The following was found posted very low on a refrigerator door:

Dear Dogs and Cats:

The dishes with the paw prints are yours and contain your food.

The other dishes are mine and contain my food.

Placing a paw print in the middle of my plate and food does not stake a

claim for it becoming your food and dish, nor do I find that aesthetically

pleasing in the slightest.

The stairway was not designed by NASCAR and is not a racetrack.

Racing me to the bottom is not the object. Tripping me doesn't

help because I fall faster than you can run.

I cannot buy anything bigger than a king sized

bed. I am very sorry about this. Do not think I

will continue sleeping on the couch to ensure your comfort, however.

Dogs and cats can actually curl up in a ball when they sleep. It is not

necessary to sleep perpendicular to each other, stretched out to the fullest

extent possible.

I also know that sticking tails straight out and

having tongues hanging out on the other end to maximize space is nothing but

sarcasm.

For the last time, there is no secret exit from the bathroom!

If, by some miracle, I beat you there and manage to get the door shut,

it is not necessary to claw, whine, meow, try to turn the knob or get your paw

under the edge in an attempt to open the door. I must exit through the

same door I entered.

Also, I have been using the bathroom for years - canine/feline attendance

is not required.

The proper order for kissing is: Kiss me first, then go smell the other dog or cat's butt. I

cannot stress this enough.

PROMPT:
Write the next part of the refrigerator note, starting right after its final sentence and keeping the same voice. The lines that follow come from a separate source and are not part of the refrigerator note.

GIVEN ENTRIES:
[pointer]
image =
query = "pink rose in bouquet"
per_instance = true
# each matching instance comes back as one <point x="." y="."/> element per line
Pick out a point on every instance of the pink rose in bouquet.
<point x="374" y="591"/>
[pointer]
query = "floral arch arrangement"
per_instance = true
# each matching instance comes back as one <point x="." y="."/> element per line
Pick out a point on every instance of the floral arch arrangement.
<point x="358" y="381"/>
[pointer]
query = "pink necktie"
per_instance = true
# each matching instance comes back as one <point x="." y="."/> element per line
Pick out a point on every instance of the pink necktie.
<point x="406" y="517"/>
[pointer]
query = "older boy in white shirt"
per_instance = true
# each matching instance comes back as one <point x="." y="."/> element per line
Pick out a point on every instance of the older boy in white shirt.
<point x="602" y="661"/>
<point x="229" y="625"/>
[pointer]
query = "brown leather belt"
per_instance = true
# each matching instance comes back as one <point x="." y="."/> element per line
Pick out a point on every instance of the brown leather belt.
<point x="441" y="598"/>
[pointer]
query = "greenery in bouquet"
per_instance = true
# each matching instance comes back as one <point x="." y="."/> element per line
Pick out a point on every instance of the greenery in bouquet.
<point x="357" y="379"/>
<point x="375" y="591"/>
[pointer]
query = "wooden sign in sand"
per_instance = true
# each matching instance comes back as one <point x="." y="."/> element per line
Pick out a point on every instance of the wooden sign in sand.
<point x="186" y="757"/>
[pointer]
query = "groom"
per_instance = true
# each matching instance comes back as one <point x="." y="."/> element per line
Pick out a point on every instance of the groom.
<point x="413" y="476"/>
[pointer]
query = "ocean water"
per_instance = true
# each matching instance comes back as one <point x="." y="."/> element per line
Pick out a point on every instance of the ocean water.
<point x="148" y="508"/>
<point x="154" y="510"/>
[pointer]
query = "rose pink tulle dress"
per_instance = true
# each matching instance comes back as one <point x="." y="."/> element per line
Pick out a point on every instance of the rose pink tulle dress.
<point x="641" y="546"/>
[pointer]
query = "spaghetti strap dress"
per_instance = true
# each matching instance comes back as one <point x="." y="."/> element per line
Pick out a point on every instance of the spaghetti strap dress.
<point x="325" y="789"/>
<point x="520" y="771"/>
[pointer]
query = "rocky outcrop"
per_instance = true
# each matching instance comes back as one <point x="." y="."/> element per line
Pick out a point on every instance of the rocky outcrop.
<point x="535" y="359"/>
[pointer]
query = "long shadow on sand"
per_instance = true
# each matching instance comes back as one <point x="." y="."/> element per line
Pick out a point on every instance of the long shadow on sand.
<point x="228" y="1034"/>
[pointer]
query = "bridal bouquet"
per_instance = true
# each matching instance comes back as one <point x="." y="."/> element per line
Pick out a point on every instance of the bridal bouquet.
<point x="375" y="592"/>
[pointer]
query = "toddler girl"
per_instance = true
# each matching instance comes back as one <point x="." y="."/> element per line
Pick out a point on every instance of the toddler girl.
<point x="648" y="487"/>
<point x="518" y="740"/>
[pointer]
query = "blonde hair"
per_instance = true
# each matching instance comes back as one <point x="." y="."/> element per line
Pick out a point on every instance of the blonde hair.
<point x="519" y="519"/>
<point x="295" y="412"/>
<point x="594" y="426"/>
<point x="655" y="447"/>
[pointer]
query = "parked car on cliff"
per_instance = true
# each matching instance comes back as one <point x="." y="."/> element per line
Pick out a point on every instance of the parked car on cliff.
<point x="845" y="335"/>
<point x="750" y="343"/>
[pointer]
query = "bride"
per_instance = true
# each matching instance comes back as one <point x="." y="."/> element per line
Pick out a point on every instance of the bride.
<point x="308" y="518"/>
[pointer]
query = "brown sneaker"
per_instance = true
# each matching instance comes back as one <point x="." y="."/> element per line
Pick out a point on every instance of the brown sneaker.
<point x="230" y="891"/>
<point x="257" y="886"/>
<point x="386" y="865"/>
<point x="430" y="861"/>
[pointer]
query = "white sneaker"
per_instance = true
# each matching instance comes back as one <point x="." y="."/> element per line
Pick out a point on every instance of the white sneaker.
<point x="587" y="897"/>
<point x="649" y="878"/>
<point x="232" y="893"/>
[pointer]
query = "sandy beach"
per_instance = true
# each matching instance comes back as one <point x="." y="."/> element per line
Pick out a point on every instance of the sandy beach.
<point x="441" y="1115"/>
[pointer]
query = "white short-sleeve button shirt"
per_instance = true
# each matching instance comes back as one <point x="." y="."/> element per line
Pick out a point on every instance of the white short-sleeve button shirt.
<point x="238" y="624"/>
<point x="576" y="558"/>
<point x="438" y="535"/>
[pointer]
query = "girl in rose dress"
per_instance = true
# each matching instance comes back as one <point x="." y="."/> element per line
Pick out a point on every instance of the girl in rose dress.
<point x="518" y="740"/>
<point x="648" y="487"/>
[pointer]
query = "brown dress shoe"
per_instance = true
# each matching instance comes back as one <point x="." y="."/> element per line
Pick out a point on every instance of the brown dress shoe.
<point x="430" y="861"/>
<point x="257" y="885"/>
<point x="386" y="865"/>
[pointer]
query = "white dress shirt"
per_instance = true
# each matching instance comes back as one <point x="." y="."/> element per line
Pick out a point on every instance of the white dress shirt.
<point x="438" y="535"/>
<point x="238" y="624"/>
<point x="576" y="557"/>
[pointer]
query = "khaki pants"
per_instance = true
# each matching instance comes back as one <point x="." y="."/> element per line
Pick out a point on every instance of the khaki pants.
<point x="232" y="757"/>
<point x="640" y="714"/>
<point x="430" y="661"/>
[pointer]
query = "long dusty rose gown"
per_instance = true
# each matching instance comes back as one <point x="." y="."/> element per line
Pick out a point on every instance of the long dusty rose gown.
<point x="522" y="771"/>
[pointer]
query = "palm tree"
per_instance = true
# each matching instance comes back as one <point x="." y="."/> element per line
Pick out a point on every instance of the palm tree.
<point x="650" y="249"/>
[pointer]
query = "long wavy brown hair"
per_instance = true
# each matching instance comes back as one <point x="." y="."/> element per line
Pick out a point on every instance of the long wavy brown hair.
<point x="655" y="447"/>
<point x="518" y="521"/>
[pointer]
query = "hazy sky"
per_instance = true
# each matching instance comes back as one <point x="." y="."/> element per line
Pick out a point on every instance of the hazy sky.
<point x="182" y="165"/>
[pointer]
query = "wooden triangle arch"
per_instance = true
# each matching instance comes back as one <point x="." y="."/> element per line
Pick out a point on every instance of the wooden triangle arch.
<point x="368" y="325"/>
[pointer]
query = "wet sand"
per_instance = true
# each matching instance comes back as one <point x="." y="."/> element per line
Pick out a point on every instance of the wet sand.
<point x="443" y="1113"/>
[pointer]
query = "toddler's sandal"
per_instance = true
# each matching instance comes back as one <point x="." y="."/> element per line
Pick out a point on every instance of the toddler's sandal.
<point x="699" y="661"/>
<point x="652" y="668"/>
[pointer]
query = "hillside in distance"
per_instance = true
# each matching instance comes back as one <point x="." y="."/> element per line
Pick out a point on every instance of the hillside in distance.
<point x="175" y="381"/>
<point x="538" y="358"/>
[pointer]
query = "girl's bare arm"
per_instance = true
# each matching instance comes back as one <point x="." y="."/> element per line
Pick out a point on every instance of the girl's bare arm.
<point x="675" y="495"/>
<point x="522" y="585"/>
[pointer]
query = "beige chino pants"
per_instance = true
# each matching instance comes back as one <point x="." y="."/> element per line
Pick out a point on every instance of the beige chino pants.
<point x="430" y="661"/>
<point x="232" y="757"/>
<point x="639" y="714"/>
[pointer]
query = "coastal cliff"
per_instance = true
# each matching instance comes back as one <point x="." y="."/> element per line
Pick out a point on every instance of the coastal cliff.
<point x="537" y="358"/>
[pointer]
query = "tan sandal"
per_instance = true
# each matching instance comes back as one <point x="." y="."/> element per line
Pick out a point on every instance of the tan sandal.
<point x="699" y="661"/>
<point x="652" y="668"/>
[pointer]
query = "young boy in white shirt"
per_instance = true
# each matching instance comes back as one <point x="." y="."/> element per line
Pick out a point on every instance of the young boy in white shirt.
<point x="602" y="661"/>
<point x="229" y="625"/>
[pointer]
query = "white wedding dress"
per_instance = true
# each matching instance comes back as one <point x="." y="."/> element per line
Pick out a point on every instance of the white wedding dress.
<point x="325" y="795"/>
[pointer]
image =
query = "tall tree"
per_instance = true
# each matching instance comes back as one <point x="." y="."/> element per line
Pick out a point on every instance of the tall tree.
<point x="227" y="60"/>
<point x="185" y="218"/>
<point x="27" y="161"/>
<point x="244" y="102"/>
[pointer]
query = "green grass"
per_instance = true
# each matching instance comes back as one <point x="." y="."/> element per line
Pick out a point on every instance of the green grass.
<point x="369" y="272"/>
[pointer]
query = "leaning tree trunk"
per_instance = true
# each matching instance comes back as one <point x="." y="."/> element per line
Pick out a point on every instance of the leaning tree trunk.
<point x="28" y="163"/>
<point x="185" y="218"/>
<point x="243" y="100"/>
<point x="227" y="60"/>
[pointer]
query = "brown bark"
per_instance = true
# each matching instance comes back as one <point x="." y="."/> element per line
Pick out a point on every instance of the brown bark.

WRITTEN RESPONSE:
One more thing, staring at me while I eat to try to direct my

mind to give you my food will not work (usually). I am too old and too

tired. Go stare at the kids. They are younger and more susceptible to

mind control. If you don't believe me, notice how they all

dress alike so they can be individuals.

Finally, in fairness, dear pets, I have posted the following message

on the front door:

TO ALL NON-PET OWNERS WHO VISIT AND LIKE TO COMPLAIN ABOUT OUR PETS:

(1) They live here. You don't.

(2) If you don't want their hair on your clothes, stay off the furniture. That's why they call it 'fur'-niture.

(3) I like my pets a lot better than I like most people.

(4) To you, they are animals. To me, they are adopted sons/daughters who are short, hairy, walk on all fours and don't speak clearly.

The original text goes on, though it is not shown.